Problem to work on - Copy out the items word for word, starting at the beginning of the items and ending at the line that contains "positive clicks: (34, 208)", with both of those lines included.
↓↓↓
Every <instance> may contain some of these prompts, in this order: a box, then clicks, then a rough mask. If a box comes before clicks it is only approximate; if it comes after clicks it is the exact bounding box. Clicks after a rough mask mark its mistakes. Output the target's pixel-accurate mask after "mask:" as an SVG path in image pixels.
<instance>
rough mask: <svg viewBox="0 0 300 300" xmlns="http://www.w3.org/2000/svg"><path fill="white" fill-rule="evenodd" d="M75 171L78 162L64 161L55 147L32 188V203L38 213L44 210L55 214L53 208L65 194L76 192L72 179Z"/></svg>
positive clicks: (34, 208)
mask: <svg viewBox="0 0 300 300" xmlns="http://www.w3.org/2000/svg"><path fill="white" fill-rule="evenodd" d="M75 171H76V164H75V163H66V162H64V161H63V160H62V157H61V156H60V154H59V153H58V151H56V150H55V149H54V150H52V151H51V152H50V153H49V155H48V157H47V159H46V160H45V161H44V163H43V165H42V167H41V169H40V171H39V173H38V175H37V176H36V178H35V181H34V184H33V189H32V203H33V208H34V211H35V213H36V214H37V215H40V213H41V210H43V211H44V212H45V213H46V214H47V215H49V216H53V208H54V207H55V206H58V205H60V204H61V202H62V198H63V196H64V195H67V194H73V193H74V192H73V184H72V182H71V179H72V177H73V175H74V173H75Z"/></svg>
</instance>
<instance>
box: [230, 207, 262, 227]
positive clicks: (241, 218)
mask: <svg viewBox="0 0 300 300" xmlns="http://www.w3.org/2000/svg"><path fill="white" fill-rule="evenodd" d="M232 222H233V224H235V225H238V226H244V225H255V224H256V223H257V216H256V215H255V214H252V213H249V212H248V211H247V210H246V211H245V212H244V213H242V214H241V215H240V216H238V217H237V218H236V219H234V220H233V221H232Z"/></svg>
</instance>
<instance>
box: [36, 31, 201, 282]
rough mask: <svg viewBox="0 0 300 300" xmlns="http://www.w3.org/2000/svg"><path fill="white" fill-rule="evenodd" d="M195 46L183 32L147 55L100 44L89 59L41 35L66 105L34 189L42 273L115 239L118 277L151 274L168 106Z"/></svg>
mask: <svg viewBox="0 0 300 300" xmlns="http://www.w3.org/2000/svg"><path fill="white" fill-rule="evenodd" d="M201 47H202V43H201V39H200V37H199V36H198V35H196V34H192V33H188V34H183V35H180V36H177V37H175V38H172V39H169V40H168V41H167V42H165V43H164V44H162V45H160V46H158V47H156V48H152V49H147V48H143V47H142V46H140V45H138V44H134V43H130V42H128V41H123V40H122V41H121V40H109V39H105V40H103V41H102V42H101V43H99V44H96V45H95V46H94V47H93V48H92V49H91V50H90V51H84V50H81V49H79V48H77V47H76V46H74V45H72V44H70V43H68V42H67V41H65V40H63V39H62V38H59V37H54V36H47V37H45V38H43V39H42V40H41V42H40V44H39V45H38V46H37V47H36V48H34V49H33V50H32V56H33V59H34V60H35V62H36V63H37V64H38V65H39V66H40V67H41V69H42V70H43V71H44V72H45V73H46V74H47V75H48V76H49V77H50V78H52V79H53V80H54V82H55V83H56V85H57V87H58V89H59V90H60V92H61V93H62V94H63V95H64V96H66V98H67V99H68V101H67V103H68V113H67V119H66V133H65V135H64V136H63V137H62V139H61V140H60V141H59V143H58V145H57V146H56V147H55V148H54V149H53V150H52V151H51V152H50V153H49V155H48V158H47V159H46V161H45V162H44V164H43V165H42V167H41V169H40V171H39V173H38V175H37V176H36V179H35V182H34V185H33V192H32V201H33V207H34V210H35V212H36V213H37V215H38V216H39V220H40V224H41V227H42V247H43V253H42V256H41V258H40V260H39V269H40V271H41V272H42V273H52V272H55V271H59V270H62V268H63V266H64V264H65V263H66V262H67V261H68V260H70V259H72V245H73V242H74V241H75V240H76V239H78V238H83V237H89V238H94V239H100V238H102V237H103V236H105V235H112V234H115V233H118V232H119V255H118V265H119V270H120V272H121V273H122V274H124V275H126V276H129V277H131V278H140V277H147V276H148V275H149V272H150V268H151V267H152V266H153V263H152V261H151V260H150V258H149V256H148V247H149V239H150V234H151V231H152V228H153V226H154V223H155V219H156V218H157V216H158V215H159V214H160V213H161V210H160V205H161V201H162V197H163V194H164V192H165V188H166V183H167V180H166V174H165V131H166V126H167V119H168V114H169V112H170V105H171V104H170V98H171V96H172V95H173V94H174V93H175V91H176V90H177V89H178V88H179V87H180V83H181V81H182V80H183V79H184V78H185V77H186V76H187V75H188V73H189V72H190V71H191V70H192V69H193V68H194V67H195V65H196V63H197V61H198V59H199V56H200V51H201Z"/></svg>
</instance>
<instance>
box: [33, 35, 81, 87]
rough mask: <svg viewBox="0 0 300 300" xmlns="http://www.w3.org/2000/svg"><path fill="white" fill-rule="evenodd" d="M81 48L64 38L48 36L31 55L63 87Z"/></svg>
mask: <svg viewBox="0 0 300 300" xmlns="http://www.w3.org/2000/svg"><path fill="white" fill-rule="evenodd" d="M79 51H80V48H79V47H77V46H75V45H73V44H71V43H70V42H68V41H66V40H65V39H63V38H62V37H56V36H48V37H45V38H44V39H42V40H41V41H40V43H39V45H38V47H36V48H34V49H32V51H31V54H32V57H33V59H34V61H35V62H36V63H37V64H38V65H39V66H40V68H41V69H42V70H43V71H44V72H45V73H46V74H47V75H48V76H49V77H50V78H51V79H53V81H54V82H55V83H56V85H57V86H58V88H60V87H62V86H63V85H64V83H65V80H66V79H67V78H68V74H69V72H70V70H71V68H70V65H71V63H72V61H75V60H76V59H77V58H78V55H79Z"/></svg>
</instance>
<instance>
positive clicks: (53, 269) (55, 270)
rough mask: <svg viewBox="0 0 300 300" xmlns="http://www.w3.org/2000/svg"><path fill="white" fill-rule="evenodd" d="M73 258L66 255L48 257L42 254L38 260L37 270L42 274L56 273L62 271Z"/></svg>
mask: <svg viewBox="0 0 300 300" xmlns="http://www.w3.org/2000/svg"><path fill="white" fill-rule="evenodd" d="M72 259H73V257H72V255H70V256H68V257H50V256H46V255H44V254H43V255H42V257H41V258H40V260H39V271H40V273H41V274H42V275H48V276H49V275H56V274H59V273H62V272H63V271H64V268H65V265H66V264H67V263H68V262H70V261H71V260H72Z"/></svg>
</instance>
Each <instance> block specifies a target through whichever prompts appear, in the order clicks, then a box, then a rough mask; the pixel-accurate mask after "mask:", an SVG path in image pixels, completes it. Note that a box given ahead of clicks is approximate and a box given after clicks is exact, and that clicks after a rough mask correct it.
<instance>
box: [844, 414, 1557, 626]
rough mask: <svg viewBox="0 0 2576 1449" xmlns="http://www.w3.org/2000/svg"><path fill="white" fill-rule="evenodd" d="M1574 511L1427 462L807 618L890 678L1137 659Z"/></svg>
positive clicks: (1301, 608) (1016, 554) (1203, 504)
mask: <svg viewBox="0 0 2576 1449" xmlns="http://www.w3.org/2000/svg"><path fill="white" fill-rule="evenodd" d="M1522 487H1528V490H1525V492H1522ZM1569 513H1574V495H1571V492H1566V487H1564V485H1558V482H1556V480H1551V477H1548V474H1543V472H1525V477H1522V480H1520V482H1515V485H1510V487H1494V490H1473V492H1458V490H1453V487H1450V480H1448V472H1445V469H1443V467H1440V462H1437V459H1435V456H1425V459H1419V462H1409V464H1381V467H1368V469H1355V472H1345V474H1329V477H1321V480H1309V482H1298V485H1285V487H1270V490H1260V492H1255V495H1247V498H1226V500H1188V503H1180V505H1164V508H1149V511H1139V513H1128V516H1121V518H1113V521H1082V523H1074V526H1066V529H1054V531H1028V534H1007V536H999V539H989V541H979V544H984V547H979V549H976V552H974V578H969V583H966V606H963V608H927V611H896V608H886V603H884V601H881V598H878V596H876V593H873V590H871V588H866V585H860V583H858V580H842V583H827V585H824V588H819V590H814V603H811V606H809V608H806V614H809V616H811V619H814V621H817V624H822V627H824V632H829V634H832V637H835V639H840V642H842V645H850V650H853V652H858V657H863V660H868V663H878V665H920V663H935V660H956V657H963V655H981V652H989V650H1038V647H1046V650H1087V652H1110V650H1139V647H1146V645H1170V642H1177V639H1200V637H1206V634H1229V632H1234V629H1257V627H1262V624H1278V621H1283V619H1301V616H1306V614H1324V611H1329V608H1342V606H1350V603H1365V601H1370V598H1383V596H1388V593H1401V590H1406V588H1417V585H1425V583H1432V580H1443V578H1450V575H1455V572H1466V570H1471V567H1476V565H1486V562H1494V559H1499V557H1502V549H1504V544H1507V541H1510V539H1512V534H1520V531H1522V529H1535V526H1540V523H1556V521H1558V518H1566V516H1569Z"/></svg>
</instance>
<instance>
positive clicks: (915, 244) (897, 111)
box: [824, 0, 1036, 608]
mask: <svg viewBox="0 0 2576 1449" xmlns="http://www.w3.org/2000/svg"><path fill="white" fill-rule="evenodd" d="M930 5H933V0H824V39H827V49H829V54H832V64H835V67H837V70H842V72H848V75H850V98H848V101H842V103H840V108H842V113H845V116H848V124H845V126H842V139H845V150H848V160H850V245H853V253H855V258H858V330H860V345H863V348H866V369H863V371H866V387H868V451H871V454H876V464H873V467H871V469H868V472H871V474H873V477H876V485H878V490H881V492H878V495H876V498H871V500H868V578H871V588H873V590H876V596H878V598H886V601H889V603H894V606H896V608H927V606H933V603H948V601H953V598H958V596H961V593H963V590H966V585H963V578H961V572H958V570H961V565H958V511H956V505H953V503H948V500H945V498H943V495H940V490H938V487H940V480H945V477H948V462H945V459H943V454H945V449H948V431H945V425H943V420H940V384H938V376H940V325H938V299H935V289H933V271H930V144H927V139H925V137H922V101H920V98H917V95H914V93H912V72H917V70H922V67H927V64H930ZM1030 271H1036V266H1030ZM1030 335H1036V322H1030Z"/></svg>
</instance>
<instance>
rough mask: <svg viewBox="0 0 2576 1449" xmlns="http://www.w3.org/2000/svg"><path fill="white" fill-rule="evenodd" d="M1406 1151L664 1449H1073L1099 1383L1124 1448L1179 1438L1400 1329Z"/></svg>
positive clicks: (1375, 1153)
↑↑↑
Response to the task -
Every <instance> may contain some of these prompts, in this order: a box, then clicks, then a rough mask. If a box comes before clicks it is only approximate; if it comes after clicks it is the exact bounding box. Clicks after a rough mask mark its mistakes. Output the target's pixel-accurate mask after "mask:" as an SVG path in image pixels.
<instance>
rough mask: <svg viewBox="0 0 300 300" xmlns="http://www.w3.org/2000/svg"><path fill="white" fill-rule="evenodd" d="M75 171L78 162L64 161L55 147L32 188V203L38 213L44 210L55 214L53 208L65 194L76 192L72 179Z"/></svg>
positive clicks: (34, 208)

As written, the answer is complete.